Items:
-----

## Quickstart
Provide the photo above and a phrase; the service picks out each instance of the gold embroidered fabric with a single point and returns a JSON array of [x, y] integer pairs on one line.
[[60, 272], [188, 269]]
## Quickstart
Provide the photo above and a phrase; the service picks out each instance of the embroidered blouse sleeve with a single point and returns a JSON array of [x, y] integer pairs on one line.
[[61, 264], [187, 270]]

-----

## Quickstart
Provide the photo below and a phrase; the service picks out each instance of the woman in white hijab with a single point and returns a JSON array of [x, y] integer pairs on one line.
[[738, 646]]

-----

Task to complete: Pull every line containing the word "above" out of the material and copy each in full.

Result of this exercise:
Provide the photo above and a phrase; the service picks out each instance of the gold embroidered fabric with a single point and returns a JSON array of [x, y] integer pairs on one line.
Provide the photo above and a phrase; the service picks out each instance of the embroidered blouse sleeve with a single point and returns a JSON array of [x, y] integer pairs on one line.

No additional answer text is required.